--- START ---

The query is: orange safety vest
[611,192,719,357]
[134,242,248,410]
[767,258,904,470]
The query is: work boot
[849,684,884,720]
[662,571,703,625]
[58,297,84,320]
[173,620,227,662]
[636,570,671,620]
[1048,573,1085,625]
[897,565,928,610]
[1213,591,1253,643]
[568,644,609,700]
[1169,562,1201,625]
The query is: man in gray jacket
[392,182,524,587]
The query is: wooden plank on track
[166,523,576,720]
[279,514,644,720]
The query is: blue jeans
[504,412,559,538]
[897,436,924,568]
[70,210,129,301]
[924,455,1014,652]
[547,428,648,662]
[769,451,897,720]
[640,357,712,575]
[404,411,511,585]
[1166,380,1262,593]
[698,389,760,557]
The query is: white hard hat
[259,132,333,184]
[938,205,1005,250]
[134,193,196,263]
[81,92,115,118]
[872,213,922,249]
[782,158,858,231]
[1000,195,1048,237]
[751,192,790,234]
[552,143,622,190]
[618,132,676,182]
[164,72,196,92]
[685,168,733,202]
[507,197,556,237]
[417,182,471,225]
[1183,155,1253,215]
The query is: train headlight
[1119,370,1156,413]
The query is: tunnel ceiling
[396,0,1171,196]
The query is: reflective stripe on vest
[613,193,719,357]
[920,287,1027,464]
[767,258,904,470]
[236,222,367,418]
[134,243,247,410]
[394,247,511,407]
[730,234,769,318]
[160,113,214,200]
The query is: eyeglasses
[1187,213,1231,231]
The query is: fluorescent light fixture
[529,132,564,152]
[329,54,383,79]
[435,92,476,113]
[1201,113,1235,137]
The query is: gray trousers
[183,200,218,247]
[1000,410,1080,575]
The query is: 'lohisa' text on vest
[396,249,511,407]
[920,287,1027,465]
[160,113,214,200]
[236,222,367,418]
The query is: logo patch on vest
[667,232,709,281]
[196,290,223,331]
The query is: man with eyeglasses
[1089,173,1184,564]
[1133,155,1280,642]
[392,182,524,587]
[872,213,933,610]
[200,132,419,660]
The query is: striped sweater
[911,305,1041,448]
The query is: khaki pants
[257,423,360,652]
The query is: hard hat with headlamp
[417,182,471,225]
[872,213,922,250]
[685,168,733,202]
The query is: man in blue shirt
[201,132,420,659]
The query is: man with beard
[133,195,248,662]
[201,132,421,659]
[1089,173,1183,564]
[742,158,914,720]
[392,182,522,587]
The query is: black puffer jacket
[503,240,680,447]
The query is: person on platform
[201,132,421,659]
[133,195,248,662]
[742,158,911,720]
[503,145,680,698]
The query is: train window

--- END ---

### [THE PROBLEM]
Find every line above that contains the word "blue", and copy each one. Case counts.

### [COMPLETE ANSWER]
The query is: blue jeans
The query is: man in blue shirt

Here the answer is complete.